TASK INSTRUCTIONS: Lay out as a numbered list the lines of the records below that run from the line containing "pick out the white sign" up to and including the final line of the records. Leave out any blank lines.

Excerpts from a point labeling dataset:
● ● ● ● ● ● ●
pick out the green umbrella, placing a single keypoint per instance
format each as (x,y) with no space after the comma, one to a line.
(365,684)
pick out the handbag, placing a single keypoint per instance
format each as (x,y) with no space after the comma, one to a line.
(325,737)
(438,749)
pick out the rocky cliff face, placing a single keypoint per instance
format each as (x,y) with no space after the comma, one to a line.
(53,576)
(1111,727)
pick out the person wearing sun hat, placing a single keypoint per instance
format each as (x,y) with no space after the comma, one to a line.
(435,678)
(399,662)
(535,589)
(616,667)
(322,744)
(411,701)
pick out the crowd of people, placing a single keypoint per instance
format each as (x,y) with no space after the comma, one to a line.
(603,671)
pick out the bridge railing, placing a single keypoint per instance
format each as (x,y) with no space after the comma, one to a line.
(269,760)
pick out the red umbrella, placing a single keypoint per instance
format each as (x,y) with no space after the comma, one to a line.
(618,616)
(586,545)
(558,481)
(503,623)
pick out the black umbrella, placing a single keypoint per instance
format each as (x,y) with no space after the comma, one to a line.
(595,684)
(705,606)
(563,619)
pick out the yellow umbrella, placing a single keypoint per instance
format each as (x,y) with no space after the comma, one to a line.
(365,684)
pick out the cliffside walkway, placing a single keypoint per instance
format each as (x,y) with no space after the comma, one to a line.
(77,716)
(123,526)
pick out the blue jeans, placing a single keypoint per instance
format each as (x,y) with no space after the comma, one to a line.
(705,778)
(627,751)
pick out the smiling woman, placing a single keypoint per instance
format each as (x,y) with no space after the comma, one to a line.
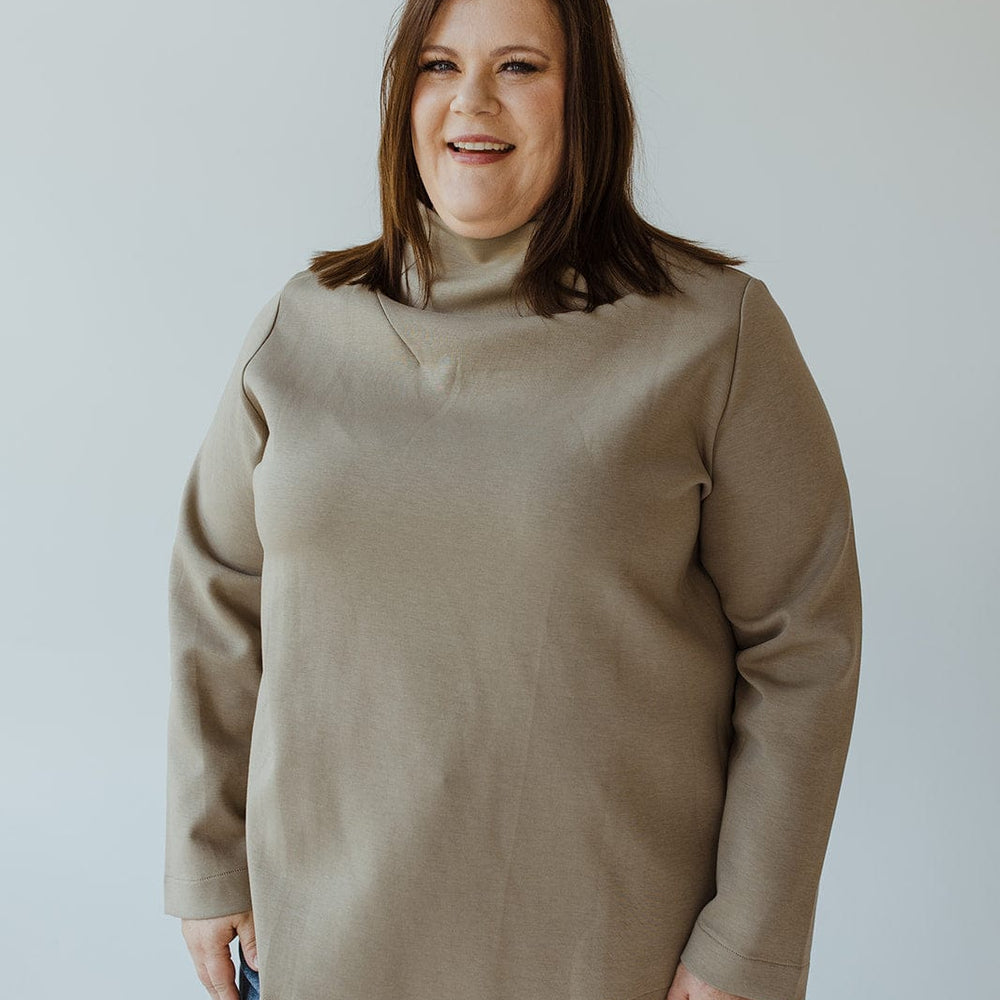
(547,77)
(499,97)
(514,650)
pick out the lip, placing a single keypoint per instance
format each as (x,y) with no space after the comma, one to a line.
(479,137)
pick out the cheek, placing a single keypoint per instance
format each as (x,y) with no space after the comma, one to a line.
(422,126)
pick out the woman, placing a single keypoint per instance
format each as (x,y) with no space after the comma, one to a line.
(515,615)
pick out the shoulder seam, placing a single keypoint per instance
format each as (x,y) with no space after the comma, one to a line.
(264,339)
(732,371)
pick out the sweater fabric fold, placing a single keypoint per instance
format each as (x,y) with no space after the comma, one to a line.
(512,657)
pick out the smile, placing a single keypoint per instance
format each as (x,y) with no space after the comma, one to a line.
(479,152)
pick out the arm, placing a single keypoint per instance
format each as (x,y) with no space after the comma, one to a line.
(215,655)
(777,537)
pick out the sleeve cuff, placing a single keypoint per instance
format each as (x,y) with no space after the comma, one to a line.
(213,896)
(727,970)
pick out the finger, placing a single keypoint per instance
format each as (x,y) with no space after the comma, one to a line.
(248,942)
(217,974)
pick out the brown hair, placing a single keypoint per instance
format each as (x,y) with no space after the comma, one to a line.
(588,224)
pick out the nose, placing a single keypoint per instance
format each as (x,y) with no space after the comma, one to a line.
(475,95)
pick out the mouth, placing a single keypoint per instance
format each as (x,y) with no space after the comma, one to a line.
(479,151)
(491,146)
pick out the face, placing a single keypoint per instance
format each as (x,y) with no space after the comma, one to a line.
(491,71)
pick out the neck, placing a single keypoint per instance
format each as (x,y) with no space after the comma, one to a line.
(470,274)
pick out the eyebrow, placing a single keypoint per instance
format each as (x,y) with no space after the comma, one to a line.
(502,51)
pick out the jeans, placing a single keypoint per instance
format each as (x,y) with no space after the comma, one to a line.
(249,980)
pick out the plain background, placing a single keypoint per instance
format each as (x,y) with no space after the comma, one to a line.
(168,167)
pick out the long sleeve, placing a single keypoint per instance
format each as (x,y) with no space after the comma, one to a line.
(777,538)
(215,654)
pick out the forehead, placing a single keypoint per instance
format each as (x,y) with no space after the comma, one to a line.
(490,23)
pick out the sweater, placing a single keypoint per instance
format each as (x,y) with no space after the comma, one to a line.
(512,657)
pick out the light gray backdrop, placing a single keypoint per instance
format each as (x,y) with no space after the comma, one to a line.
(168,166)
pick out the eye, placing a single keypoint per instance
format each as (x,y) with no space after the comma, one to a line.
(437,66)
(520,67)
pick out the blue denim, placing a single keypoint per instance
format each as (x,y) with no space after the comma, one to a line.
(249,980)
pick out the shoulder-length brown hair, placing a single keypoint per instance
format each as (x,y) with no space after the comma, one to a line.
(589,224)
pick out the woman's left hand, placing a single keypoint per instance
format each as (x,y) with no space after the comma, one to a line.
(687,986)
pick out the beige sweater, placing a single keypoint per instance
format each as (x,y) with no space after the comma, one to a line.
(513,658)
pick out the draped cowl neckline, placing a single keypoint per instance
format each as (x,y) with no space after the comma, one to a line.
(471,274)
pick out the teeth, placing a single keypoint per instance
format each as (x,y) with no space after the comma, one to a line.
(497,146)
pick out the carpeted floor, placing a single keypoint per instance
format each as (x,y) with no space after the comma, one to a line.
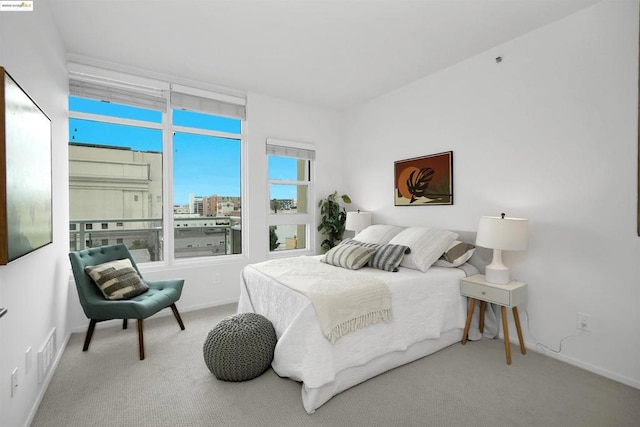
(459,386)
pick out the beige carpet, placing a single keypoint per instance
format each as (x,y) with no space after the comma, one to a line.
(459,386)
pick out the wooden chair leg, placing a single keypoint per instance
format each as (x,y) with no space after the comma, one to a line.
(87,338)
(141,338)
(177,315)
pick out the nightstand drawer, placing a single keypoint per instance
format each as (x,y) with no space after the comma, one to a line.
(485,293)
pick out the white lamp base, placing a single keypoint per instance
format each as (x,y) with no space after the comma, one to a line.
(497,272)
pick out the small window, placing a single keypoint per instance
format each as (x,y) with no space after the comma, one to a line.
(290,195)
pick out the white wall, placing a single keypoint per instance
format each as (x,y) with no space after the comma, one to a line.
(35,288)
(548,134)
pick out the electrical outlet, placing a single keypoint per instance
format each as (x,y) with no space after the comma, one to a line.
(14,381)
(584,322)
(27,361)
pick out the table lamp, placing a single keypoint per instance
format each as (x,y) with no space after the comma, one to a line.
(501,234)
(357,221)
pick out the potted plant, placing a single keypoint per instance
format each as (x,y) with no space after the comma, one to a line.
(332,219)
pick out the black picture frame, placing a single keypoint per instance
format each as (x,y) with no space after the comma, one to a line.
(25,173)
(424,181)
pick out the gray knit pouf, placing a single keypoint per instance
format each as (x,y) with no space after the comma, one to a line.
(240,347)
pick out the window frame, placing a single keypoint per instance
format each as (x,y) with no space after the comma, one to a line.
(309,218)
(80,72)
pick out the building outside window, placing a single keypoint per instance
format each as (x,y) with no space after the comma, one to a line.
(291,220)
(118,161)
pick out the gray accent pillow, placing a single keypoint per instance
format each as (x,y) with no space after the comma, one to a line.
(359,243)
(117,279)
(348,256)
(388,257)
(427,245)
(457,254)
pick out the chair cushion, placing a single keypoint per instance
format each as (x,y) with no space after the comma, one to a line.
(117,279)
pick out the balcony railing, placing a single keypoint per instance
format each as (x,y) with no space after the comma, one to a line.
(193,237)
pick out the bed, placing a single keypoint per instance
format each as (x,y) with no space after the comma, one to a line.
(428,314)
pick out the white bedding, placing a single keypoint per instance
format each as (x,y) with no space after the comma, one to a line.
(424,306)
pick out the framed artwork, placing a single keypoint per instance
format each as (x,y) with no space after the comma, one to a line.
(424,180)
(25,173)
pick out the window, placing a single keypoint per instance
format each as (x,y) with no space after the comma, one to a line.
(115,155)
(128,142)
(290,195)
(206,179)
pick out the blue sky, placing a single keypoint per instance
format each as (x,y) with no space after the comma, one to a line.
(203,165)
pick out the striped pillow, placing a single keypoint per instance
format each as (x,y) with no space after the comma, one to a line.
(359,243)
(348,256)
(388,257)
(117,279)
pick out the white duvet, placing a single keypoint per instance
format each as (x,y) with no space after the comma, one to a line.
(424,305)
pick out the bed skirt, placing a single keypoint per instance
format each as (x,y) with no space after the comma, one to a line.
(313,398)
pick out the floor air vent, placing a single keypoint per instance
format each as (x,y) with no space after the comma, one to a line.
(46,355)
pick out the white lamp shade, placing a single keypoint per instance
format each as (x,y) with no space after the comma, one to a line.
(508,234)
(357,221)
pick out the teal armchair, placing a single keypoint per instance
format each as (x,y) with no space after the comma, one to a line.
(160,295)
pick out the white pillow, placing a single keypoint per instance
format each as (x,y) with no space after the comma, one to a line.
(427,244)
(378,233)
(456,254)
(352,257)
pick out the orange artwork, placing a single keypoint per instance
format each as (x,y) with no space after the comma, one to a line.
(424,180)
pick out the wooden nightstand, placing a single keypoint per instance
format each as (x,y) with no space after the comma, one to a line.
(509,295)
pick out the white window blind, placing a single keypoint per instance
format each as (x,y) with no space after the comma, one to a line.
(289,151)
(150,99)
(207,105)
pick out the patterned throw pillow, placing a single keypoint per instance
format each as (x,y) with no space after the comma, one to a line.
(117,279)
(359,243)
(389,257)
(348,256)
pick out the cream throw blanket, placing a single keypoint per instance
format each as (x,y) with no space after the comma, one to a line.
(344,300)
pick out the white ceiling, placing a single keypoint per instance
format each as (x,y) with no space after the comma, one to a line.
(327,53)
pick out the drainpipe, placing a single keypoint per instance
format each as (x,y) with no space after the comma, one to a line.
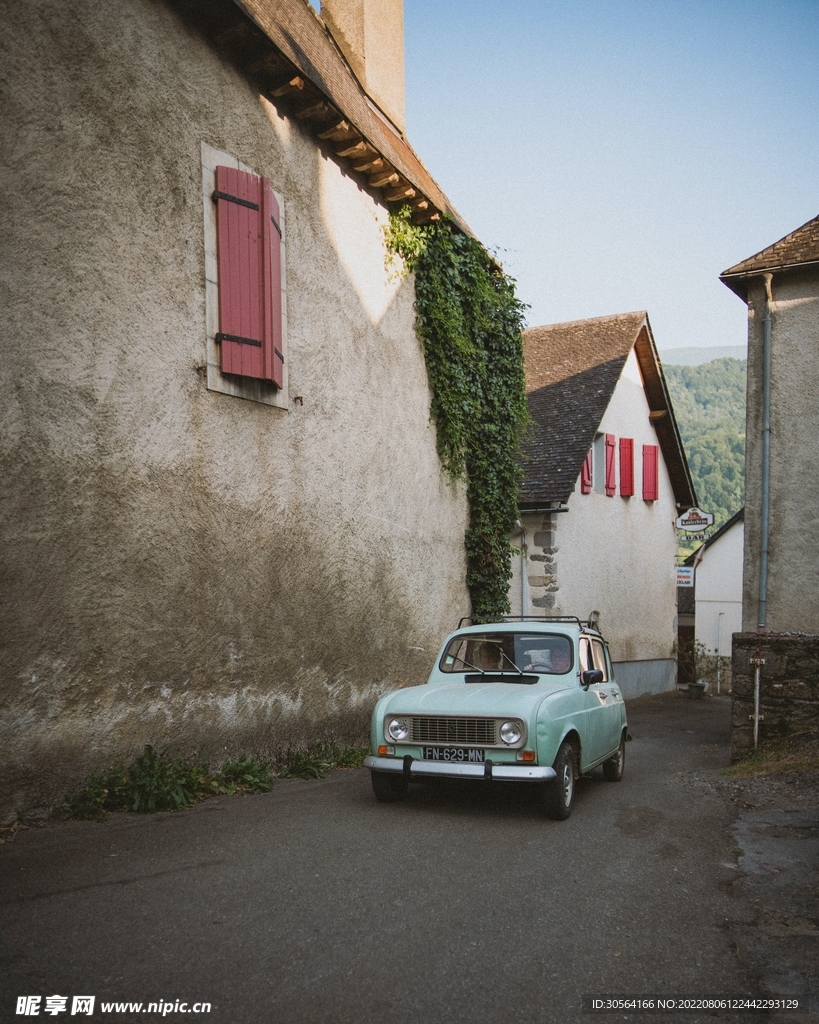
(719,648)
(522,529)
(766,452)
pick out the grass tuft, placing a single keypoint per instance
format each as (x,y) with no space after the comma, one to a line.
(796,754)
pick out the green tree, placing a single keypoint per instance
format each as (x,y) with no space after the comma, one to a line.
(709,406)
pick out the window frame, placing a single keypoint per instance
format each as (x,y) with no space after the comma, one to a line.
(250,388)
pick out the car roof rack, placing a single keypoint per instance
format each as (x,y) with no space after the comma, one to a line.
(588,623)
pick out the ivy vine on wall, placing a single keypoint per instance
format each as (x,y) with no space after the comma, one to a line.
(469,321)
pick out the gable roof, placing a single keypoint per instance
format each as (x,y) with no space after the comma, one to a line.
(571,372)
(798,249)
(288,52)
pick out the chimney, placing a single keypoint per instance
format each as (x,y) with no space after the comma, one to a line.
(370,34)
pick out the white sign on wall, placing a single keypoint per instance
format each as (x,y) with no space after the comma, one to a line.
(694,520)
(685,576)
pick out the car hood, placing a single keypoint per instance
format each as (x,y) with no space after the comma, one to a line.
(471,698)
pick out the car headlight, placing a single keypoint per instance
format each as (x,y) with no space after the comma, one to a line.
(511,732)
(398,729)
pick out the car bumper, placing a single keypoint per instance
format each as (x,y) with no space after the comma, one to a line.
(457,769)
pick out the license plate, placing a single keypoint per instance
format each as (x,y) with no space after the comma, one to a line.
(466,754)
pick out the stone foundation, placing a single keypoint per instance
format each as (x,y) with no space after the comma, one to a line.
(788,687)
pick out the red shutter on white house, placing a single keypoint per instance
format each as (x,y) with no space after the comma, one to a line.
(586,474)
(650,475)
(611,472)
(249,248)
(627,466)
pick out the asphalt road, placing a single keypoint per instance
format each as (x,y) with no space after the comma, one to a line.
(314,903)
● ● ● ● ● ● ●
THE OUTPUT:
1. pick out the white sign on wall, placing a single keypoint per instance
2. format each as (x,y) with no space after the comma, one to a line.
3. (694,520)
4. (685,576)
5. pick out the car hood, placing a single keypoint per instance
6. format each as (x,y) with no space after the comma, one to a line.
7. (471,698)
8. pick out the car headlight, placing a single keypoint per instance
9. format each as (x,y) with no space after the comma, one to a line.
10. (511,732)
11. (398,729)
12. pick out the car bumper, placing a single keypoint per instance
13. format each as (x,y) with no space after the comma, one to a line.
14. (457,769)
15. pick out the license plate, placing a single keypoint per instance
16. format each as (x,y) with no space after the comma, one to a line.
17. (466,754)
18. pick out the stone foundation, placing a single keypoint per instance
19. format each as (x,y) with no space after the comma, one to a line.
20. (788,687)
21. pick out the red shutter on white house, placing a single keypoint per instance
22. format each as (x,y) with no space after the comma, one to a line.
23. (586,474)
24. (650,475)
25. (611,472)
26. (249,248)
27. (627,466)
28. pick out the asphalt road, placing a single keypoint per instance
29. format each as (x,y) with no space after the comma, one to a line.
30. (314,903)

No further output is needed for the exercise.